### AUFGABE 1:
Schreib bitte die Datensätze vom Anfang bis einschließlich der Zeile mit „276,297 -> 478,473“ als nummerierte Liste um und lass dabei Leerzeilen weg.

### TEXTAUSZUG:
◇ ◇ ◇ ◇ ◇
Im Folgenden werden zwei Studien vorgestellt, die mit Twitterdaten geforscht haben. In der Darstellung der ersten Studie von Lewis, Zamith und Hermida liegt der Fokus auf der methodischen Verfahrensweise. Die Ergebnisse der Studie sind dabei nicht relevant und bleiben unbeachtet. In der zweiten Studie von Thimm, Einspänner und Dang-Anh liegt der Schwerpunkt hingegen auf der Vorgehensweise bei der Analyse. Außerdem werden die Ergebnisse kurz dargestellt.
Neue Technologien ermöglichen einen einfacheren Umgang mit Big Data für die Sozialwissenschaften. Durch die sozialen Medien können Forscher*innen schneller an größere Datensätze herankommen, wodurch neue Perspektiven, Möglichkeiten und Forschungsfelder eröffnet werden. Neue computergestützte Analysemethoden der medialen Inhaltsanalyse können nun angewendet werden, da das sammeln, auswerten und interpretieren von einem bestimmten Thema anhand eines sozialen Mediums, wie Twitter, nun einfacher erfolgen kann. Dabei ist festzustellen, dass die traditionelle Methode der Inhaltsanalyse nicht ausreichend ist, um das Internet und seine Inhalte zu bewältigen. Dafür sei die traditionelle Inhaltsanalyse nicht konzipiert worden. (Lewis et all. 2013: 35) Im Gegensatz dazu sei aber die computergestützte Methode mit der algorithmische Analyse von Inhalten nicht oder nur beschränkt in der Lage Feinheiten und latente Bedeutungen der Sprache zu verstehen. (vgl. ebd.) Somit stellt sich die Frage, wie Wissenschaftler*innen die systematische Starre und kontextuellen Kenntnisse der traditionellen Inhaltsanalyse am wirksamsten einsetzen, während die Vorteile aus der Effektivität der computergestützten Methode und dem neuen Forschungsbereichen des Big Data Phänomens geschöpft werden können. Die Autoren sind der Meinung, dass durch eine Verschmelzung der manuellen und computergestützten Ansätze fruchtbare Ergebnisse zustande kommen können. Der Ansatz könne die Stärke der traditionellen Inhaltsanalyse beibehalten, während sie durch Algorithmen die Genauigkeit, Effizienz und Kapazität maximiere. (Vgl. ebd: 36) Durch die im Artikel vermittelte Studie sollen auch neue Erkenntnisse über die Veränderung der journalistischen Informationsbeschaffung im Vernetzungszeitalter gewonnen werden. Dieser Prozess war und ist weiterhin kaum für die Öffentlichkeit einsehbar, falls keine öffentliche Interaktion zwischen Reporter*innen und ihrer Quellen auf Twitter entsteht. Die sozialen Medien machen also den Sourcing-Prozess sichtbar. Dadurch entstehen neue Forschungsansätze für Forscher*innen, um die Dynamiken der Machtverhältnisse und Einflüsse bei der Nachrichtenproduktion aufzudecken.
◇ ◇ ◇ ◇ ◇
### DATENSÄTZE ZUR ÜBUNG:
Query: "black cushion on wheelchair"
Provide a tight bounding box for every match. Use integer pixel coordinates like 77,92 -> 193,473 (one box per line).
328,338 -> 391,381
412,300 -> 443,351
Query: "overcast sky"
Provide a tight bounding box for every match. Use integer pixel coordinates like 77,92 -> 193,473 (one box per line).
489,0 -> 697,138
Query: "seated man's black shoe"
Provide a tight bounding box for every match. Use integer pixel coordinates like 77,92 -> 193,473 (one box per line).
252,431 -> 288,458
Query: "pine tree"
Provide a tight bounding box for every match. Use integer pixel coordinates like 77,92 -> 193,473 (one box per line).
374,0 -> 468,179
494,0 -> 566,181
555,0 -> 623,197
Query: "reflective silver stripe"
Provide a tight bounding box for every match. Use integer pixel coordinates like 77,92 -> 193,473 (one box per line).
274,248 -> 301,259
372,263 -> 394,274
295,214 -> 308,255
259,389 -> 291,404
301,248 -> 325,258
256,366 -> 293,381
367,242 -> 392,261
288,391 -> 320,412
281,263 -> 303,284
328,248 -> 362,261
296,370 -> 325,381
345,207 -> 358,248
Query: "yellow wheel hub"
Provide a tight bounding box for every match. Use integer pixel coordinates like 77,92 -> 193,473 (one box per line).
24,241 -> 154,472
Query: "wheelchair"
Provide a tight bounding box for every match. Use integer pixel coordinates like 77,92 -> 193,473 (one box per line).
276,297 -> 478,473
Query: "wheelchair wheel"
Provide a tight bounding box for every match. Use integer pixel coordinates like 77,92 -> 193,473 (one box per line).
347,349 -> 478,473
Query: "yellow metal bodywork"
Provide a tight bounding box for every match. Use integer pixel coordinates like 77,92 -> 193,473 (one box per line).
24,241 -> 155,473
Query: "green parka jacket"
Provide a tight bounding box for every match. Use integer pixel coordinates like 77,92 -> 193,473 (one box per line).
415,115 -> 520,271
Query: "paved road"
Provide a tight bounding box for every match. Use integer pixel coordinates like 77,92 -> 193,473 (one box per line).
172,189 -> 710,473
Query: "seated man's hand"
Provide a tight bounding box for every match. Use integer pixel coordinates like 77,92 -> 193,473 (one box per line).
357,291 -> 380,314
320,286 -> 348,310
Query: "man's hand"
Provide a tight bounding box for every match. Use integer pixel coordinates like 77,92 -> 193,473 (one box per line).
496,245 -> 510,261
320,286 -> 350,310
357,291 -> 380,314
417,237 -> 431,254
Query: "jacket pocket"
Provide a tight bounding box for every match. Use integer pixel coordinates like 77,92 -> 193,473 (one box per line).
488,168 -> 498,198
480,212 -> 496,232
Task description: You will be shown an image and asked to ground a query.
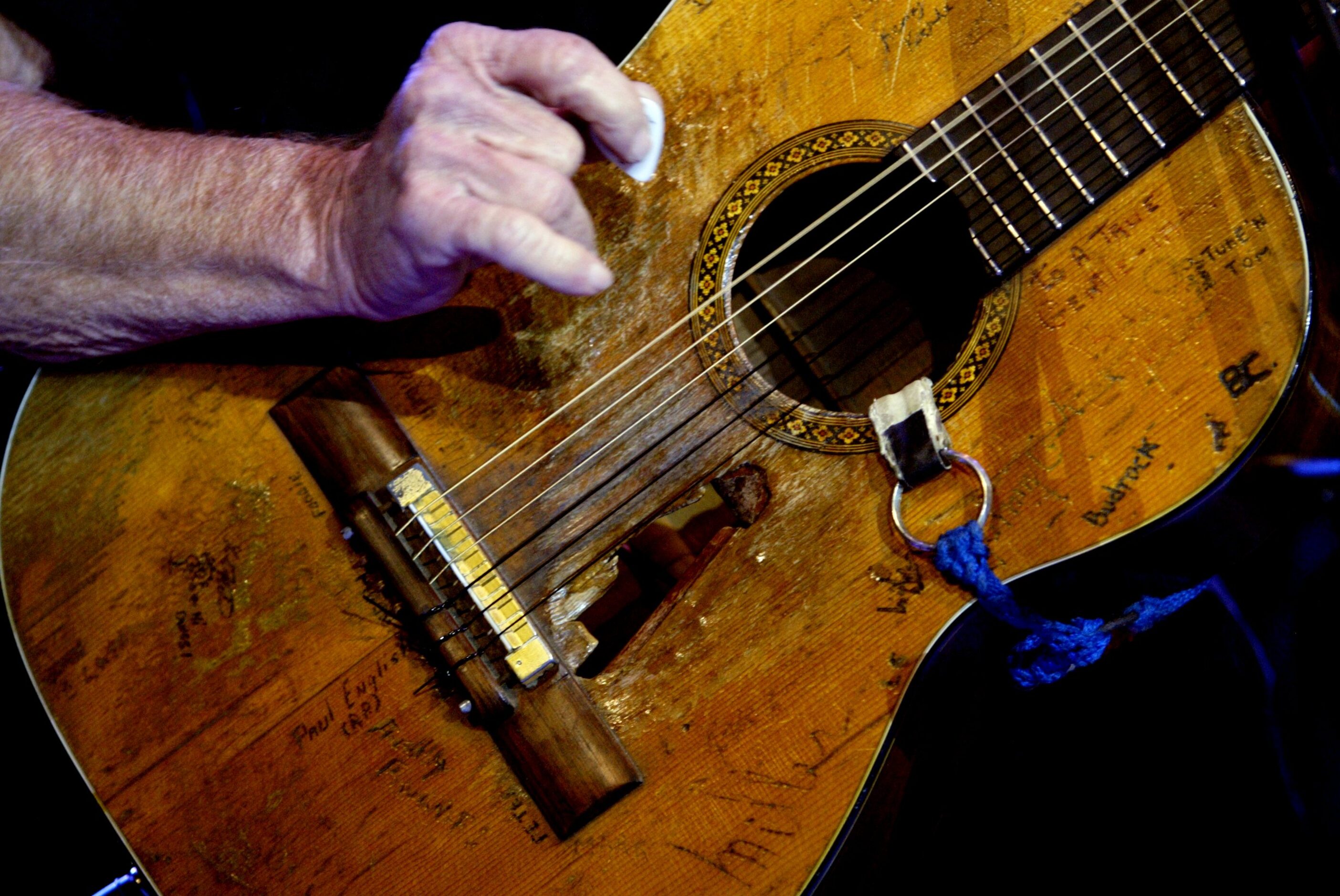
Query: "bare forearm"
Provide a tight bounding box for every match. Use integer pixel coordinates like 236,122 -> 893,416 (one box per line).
0,84 -> 354,360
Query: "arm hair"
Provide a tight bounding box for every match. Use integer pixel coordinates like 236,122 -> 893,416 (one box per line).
0,83 -> 358,360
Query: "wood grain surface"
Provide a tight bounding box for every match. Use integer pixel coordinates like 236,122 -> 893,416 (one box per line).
0,0 -> 1308,893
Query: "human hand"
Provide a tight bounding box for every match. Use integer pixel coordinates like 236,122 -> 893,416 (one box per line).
328,23 -> 660,320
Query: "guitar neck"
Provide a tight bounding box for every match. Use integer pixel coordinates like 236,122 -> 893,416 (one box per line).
902,0 -> 1252,276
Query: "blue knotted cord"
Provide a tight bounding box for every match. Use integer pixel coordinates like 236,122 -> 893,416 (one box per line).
934,520 -> 1210,688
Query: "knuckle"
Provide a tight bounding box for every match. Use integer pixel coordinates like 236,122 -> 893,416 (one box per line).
548,122 -> 586,174
423,21 -> 492,58
534,173 -> 577,221
544,31 -> 604,79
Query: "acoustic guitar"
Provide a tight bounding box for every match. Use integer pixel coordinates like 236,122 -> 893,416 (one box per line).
0,0 -> 1309,893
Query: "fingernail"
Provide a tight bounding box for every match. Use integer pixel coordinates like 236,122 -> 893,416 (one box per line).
620,96 -> 666,184
591,96 -> 666,184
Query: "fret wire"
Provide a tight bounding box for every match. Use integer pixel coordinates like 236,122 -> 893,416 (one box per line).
930,118 -> 1033,252
410,1 -> 1254,664
1112,0 -> 1204,118
995,73 -> 1096,205
967,225 -> 1005,277
962,96 -> 1064,228
1176,0 -> 1247,87
1065,19 -> 1167,149
1028,47 -> 1131,178
972,33 -> 1218,240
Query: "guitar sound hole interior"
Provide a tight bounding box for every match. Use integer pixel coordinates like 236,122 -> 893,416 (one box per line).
730,153 -> 992,414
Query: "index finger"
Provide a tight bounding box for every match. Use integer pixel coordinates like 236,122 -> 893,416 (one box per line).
426,23 -> 651,162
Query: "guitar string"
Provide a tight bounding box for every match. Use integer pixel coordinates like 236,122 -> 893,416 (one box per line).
397,0 -> 1168,534
419,276 -> 916,671
418,20 -> 1243,662
442,35 -> 1243,668
415,0 -> 1233,646
414,1 -> 1238,584
397,0 -> 1158,534
398,0 -> 1227,581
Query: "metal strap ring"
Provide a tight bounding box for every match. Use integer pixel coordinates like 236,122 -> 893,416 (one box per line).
890,448 -> 992,552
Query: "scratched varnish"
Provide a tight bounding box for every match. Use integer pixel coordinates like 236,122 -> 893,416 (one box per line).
0,0 -> 1308,893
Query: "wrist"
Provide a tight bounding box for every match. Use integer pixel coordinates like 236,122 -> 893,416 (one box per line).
282,145 -> 362,317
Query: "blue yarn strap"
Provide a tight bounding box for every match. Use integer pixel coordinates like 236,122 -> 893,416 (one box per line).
934,520 -> 1210,688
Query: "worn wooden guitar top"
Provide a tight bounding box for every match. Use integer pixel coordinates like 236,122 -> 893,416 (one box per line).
0,0 -> 1309,893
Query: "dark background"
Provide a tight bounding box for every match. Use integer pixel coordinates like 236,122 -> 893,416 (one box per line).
0,0 -> 1340,895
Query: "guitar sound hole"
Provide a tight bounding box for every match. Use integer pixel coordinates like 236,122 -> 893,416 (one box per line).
730,153 -> 993,414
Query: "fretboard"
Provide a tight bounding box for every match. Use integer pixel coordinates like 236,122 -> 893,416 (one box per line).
903,0 -> 1252,274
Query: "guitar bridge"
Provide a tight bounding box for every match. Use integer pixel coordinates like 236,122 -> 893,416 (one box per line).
387,465 -> 556,687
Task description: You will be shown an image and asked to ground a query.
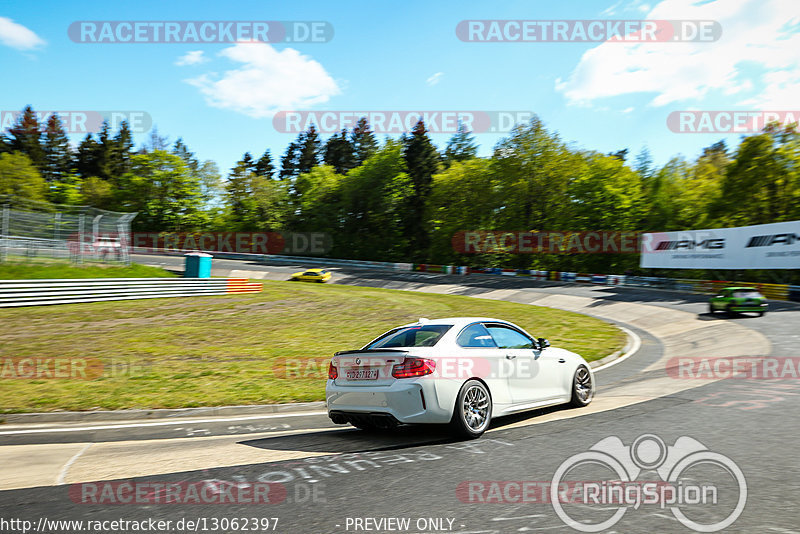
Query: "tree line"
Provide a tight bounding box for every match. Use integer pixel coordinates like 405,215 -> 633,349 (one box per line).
0,107 -> 800,275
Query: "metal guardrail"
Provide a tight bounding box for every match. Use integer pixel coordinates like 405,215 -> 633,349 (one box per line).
0,278 -> 262,308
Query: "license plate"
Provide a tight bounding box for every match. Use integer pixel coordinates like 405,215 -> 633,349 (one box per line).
345,369 -> 378,380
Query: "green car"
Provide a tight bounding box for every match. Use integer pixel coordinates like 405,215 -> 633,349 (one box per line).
708,287 -> 768,316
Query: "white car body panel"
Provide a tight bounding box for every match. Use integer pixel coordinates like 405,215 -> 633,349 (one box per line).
325,317 -> 594,423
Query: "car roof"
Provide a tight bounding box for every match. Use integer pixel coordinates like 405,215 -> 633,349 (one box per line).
722,286 -> 758,291
401,317 -> 516,328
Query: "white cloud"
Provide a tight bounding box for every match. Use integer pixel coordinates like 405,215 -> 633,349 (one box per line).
186,42 -> 341,118
425,72 -> 444,85
0,17 -> 45,50
175,50 -> 208,66
556,0 -> 800,110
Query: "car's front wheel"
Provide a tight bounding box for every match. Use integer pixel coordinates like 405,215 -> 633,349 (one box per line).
450,380 -> 492,439
570,365 -> 594,408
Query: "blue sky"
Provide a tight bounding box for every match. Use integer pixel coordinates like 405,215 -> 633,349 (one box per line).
0,0 -> 800,174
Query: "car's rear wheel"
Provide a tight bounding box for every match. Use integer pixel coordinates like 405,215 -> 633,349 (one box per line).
450,380 -> 492,439
570,365 -> 594,408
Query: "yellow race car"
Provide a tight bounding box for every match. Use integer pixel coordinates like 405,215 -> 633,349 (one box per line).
291,269 -> 332,283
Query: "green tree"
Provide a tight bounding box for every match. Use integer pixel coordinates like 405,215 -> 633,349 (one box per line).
338,140 -> 413,261
715,124 -> 800,226
403,119 -> 439,261
253,150 -> 275,180
225,153 -> 288,231
350,117 -> 378,166
428,158 -> 494,265
0,152 -> 47,200
297,124 -> 322,173
41,113 -> 72,185
323,129 -> 356,174
8,106 -> 45,171
444,122 -> 478,167
118,150 -> 203,232
278,143 -> 300,180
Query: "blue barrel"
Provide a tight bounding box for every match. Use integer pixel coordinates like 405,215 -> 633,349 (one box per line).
183,252 -> 213,278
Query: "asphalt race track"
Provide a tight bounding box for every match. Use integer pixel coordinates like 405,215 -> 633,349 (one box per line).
0,256 -> 800,534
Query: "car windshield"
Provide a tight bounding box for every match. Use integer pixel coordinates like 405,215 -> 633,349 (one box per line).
733,289 -> 764,299
366,324 -> 453,349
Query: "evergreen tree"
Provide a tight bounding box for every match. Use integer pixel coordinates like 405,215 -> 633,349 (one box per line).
109,121 -> 133,182
444,122 -> 478,167
253,150 -> 275,180
350,117 -> 378,166
608,148 -> 628,162
297,124 -> 322,173
41,113 -> 72,184
323,129 -> 356,174
75,134 -> 100,178
279,143 -> 300,180
8,106 -> 45,171
403,119 -> 439,261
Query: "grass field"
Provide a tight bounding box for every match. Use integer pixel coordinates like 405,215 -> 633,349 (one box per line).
0,260 -> 176,280
0,281 -> 624,413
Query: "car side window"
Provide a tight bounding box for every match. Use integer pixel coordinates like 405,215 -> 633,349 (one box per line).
488,325 -> 534,349
456,323 -> 497,348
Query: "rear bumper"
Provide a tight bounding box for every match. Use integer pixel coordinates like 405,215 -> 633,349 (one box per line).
729,303 -> 769,312
328,410 -> 400,428
325,380 -> 453,424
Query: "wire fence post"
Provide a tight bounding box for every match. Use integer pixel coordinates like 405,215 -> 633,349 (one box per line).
0,204 -> 11,261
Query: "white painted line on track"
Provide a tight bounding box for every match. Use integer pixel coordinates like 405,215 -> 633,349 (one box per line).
592,325 -> 642,373
0,411 -> 328,436
56,443 -> 92,486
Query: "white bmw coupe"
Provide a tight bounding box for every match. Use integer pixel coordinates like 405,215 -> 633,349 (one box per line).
325,317 -> 594,438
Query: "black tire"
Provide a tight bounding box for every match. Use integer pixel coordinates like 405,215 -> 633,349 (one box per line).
569,365 -> 594,408
450,380 -> 492,439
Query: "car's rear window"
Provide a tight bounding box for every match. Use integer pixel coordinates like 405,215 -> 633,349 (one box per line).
366,324 -> 453,349
733,290 -> 764,299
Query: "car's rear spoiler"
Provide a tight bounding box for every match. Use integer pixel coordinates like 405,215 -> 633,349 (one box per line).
333,349 -> 408,356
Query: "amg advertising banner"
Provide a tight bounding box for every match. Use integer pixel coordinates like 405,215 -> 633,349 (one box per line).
640,221 -> 800,269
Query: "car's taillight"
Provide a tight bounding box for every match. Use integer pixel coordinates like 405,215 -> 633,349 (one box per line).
392,358 -> 436,378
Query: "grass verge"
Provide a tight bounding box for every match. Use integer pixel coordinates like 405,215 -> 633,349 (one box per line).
0,281 -> 625,413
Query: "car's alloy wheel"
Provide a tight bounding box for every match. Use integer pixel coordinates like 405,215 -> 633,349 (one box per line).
451,380 -> 492,438
571,365 -> 594,407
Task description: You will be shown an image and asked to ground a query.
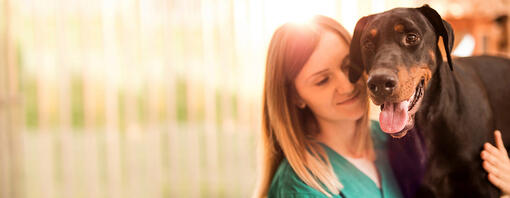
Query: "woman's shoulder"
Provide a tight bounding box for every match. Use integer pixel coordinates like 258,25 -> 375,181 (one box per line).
268,159 -> 326,198
370,120 -> 389,148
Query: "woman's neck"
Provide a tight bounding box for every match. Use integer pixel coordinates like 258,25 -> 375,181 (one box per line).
316,119 -> 360,158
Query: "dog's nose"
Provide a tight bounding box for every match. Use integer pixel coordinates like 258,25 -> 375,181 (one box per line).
367,74 -> 397,95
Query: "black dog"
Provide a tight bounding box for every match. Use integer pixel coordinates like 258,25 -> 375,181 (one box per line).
349,5 -> 510,198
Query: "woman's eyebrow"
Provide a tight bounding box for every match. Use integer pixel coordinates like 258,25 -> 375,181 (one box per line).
310,68 -> 329,77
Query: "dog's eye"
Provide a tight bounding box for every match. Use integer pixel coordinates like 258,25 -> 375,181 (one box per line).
363,40 -> 375,50
405,33 -> 420,45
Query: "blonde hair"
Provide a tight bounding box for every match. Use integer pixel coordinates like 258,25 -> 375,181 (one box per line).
255,16 -> 374,197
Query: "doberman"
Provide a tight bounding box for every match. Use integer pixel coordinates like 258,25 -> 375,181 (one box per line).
349,5 -> 510,198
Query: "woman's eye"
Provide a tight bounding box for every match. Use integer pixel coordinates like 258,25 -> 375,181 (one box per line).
316,77 -> 329,86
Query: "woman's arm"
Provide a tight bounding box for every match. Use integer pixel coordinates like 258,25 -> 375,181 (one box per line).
481,130 -> 510,197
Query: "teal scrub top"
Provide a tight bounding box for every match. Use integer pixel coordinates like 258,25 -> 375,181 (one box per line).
268,121 -> 402,198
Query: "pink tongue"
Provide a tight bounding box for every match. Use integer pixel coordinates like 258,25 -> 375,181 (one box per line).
379,101 -> 409,133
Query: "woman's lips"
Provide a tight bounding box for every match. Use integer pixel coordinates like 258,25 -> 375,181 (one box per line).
336,91 -> 360,105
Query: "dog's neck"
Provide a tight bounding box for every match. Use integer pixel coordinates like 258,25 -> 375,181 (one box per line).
419,62 -> 460,125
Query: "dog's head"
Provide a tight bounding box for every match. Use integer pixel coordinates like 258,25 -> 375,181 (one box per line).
349,5 -> 454,137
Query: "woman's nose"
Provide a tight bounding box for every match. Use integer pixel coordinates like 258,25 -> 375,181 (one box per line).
335,71 -> 354,94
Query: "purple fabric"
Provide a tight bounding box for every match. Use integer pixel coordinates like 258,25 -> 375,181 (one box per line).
388,128 -> 427,198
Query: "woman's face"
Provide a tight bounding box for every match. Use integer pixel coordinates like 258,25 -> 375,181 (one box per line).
294,31 -> 365,121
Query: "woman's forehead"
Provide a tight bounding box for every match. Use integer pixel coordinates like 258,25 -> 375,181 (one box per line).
301,31 -> 349,75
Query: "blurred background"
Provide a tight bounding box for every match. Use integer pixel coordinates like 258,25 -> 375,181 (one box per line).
0,0 -> 510,198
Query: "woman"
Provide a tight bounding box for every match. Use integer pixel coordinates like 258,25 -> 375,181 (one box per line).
256,16 -> 510,197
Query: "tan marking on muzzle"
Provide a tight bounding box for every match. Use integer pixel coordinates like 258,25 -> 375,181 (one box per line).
370,28 -> 377,37
393,24 -> 404,33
◇ ◇ ◇ ◇ ◇
### AUFGABE 2:
Führe den Text über die Twitter-Studien nach seinem letzten Satz weiter.

### ANTWORT 1:
1. Query: "black cushion on wheelchair"
2. Provide a tight bounding box for every match. Use integer pixel coordinates like 77,92 -> 193,473 (one box per line).
3. 328,338 -> 391,381
4. 412,300 -> 443,351
5. Query: "overcast sky"
6. Provide a tight bounding box for every match. Use integer pixel coordinates like 77,92 -> 193,473 (one box per line).
7. 489,0 -> 697,138
8. Query: "seated man's black shoe"
9. Provide a tight bounding box for every match. Use integer pixel coordinates like 77,92 -> 193,473 (one box per line).
10. 252,431 -> 288,458
11. Query: "pine tree"
12. Provide a tight bounding box for every match. Use integer pixel coordinates like 77,92 -> 193,473 (one box per line).
13. 374,0 -> 468,179
14. 494,0 -> 566,181
15. 555,0 -> 623,197
16. Query: "reflective silver stripe"
17. Provide a tight bounding box for every match. Use integer pixel coordinates like 77,92 -> 193,473 (one box per line).
18. 274,248 -> 301,259
19. 372,263 -> 394,274
20. 295,214 -> 308,255
21. 259,389 -> 291,404
22. 301,248 -> 325,258
23. 256,366 -> 293,381
24. 367,242 -> 392,261
25. 288,391 -> 320,412
26. 281,263 -> 303,284
27. 328,248 -> 362,261
28. 296,370 -> 325,381
29. 345,207 -> 358,248
30. Query: "yellow wheel hub"
31. Provide a tight bounding box for every match. Use integer pixel coordinates like 77,92 -> 193,473 (one box per line).
32. 24,241 -> 154,472
33. Query: "wheelchair"
34. Provide a tight bounding box for every match. Use integer pixel coordinates like 77,92 -> 193,473 (one box per line).
35. 276,297 -> 478,473

### ANTWORT 2:
Durch die Etablierung des Internets entstehen neue zahlreiche Herausforderungen bezüglich der traditionellen Konzeptualisierung der Inhaltsanalyse. Nach einer Feststellung der Forscher*innen McMillan, Weare und Linn ist die Repräsentativität aufgrund der Weitläufigkeit des Internets kaum möglich; es herrschen Schwierigkeiten bei der Definition der Einheiten und die Reliabilität, welche durch die Codierung entsteht, sei ebenfalls problematisch. (vgl. ebd.) Sie folgern, dass kleinere Anpassungen traditioneller Ansätze der Inhaltsanalyse, wie etwa der Gebrauch von Software um Snapshots von Internetseiten zu erstellen, notwendig seien, um den Herausforderungen entgegen zu stehen. Die sozialen Medien beinhalten zum einen eigene Strukturmerkmale und zum anderen einen soziokulturellen Kontext. Die Inhaltsanalyse der Twitternutzung von Journalist*innen, Nachrichtenagenturen, Auslandskorrespondent*innen und NGO’s würde anhand beispielsweise von Retweets und der Reply-Funktion analysiert werden. Dabei ist es durch eine reine manuelle Inhaltsanalyse schwierig die wichtigsten Daten innerhalb der Masse aufzufangen. Viele wichtige Daten würden nicht archiviert und somit nicht in die Forschung einbezogen.
An dieser Stelle können computergestützte Methoden zur Hilfe verwendet werden. Big Data brachte viele digitale Verbesserung in die sozialwissenschaftliche Forschung, wie etwa Tools, Softwares und Techniken um mit den Daten zu arbeiten. Es ist nun möglich anhand einer Menge von Daten und durch Softwares oder Programme menschliches Verhalten zu sortieren und zu analysieren. Jedoch wirft dies die Frage nach der Ethik, der Epistemologie, dem Verbraucherdatenschutz und der Forschungethik auf. Die Herausforderung durch Massendaten der manuellen Inhaltsanalyse wurde in den vergangenen Jahren durch zwei Taktiken gelöst: Entweder wurden Daten aus dem Sampling willkürlich ausgeschieden oder mehr Codierer*innen wurden eingesetzt, um die Masse zu bewältigen. Computergeschützte Inhaltsanalyse könne diese Herausforderungen umgehen, indem sie zum einen Algorithmen systematisch erfasst und bei Interesse den Korpus für die spezialisierte Analyse verkleinert und zum anderen durch textanalytische und concept-mapping tools Stichwörter heraussuchen und diese in ihrer Nutzung analysiert.
Durch die Verschmelzung beider Methoden, also einem hybriden Ansatz, können sowohl Strukturmerkmale, als auch der soziokultureller Kontext analysiert werden. (siehe Forschung über die Nachrichtenproduktion eines norwegischen Broadcasters, S. 38f.)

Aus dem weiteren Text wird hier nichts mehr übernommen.